**Brief A**
In the probability excerpt, what is the expression $Ee^{XY\theta}$ considered to be?
**Brief B**
Duplicate the probability excerpt between "One can verify" and "probability measure $Q$.", inclusive.

**Text extract**
^^^^^^^^^^^^^^^^
Then by definition $$\frac{dP}{dL}=p(x, y)\quad\text{and}\quad \frac{dQ}{dL}=q(x, y).$$

Hence $$ q(x, y) = \frac{dQ}{dL} = \frac{dQ}{dP}\frac{dP}{dL} = \frac{e^{xy\theta}}{Ee^{XY\theta}} p(x, y).$$

One can verify $e^{xy\theta}$ is not product-term separable function for $\theta \in (0, 1)$. Further note $p(x, y)$ is product-term separable and $Ee^{XY\theta}$ is a function of $\theta$ (considered a constant). Hence $q(x, y)$ is not product-term separable. Hence $X, Y$ are not independent under probability measure $Q$.
^^^^^^^^^^^^^^^^
(Photo object pointing records)
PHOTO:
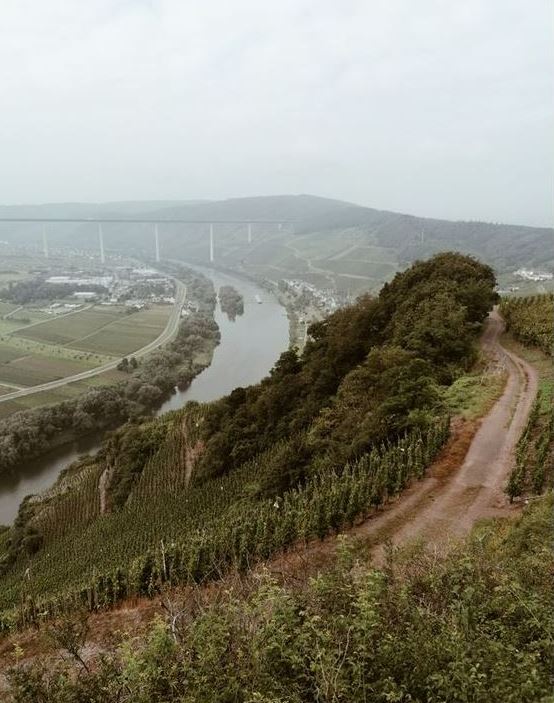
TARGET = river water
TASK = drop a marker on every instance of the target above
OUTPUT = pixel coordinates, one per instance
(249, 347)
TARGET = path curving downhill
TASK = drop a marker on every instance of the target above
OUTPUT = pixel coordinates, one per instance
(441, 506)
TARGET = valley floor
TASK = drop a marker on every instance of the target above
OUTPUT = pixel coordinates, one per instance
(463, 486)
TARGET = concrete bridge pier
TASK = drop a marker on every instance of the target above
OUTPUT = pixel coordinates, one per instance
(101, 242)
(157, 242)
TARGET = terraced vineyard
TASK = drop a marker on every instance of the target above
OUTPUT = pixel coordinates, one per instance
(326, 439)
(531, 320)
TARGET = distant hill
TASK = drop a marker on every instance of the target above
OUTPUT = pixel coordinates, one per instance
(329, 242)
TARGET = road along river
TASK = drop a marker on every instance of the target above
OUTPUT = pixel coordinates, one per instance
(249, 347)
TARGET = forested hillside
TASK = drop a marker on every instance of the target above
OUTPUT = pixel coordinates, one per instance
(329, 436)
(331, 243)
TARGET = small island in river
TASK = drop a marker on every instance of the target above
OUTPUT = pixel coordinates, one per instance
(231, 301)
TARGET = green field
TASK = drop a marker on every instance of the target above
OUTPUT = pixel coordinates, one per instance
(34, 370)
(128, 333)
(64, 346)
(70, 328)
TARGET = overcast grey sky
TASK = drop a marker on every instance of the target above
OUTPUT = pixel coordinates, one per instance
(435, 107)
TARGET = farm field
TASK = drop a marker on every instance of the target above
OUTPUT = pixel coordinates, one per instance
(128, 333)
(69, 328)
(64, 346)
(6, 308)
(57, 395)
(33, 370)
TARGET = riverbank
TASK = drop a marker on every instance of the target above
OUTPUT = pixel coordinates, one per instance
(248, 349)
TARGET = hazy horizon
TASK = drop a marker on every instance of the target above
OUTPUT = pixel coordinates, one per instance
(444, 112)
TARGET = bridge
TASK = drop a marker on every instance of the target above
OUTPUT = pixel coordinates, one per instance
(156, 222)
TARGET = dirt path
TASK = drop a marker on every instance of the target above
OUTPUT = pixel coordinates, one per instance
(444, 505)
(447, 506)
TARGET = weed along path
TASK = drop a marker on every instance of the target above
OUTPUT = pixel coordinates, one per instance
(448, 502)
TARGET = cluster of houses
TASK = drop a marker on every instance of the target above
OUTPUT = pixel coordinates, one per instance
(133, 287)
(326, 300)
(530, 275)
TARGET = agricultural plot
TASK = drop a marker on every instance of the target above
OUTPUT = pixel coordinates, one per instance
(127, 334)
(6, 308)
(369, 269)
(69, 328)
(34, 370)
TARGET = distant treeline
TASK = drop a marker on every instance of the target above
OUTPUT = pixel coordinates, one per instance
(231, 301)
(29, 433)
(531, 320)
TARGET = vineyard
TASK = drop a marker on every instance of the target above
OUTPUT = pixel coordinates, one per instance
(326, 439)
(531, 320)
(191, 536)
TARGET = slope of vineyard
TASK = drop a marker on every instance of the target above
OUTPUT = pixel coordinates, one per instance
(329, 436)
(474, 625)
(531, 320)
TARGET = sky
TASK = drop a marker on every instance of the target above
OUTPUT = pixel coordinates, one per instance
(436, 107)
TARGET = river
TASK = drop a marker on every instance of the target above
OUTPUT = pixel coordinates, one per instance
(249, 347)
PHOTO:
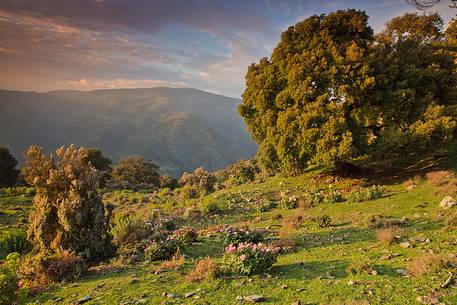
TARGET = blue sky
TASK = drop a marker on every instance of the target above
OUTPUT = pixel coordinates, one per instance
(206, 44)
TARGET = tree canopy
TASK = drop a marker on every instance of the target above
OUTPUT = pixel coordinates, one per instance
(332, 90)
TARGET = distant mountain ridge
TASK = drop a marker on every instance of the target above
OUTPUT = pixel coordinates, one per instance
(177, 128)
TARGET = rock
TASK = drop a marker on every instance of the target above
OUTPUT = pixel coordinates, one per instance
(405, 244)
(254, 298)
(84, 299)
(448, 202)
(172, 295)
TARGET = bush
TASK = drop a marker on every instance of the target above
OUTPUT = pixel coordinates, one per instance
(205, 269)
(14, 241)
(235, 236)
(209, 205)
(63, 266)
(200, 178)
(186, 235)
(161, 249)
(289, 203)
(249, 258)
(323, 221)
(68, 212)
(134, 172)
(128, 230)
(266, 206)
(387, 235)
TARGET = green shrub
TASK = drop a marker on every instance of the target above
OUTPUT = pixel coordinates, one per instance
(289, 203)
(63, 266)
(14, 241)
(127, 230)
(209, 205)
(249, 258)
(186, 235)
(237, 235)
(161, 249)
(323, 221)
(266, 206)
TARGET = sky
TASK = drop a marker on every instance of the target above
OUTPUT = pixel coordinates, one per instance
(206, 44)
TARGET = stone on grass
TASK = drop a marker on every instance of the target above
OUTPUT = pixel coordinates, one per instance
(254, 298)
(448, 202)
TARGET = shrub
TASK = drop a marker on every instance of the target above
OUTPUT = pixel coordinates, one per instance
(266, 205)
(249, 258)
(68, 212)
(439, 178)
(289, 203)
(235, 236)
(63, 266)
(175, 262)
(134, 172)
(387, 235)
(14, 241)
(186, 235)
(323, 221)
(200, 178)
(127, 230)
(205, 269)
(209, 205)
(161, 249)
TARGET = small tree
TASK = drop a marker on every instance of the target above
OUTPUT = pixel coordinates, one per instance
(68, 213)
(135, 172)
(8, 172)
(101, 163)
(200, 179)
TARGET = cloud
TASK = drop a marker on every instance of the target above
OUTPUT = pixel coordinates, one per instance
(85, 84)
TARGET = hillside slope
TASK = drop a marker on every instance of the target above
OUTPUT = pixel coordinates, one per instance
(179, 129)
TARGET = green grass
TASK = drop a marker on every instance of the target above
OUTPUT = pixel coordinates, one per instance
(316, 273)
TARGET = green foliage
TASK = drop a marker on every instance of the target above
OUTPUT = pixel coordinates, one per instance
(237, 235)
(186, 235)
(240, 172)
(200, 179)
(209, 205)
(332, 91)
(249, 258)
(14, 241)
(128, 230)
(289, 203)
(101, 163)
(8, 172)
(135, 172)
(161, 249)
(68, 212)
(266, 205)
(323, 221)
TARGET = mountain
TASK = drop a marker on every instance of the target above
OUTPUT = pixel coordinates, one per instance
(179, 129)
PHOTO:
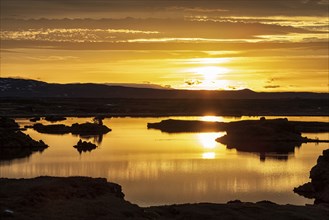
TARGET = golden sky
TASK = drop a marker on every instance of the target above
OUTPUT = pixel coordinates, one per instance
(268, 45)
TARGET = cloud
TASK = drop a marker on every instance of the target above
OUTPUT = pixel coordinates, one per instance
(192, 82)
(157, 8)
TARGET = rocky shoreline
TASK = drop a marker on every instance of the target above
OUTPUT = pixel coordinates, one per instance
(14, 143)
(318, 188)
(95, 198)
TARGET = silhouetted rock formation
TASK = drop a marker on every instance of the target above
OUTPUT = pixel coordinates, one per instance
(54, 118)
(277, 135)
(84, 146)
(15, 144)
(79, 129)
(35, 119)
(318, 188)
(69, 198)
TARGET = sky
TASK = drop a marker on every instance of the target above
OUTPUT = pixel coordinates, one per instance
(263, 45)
^^^^^^^^^^^^^^^^
**Written response A**
It is considered a constant, since it is a function of $\theta$.

**Written response B**
One can verify $e^{xy\theta}$ is not product-term separable function for $\theta \in (0, 1)$. Further note $p(x, y)$ is product-term separable and $Ee^{XY\theta}$ is a function of $\theta$ (considered a constant). Hence $q(x, y)$ is not product-term separable. Hence $X, Y$ are not independent under probability measure $Q$.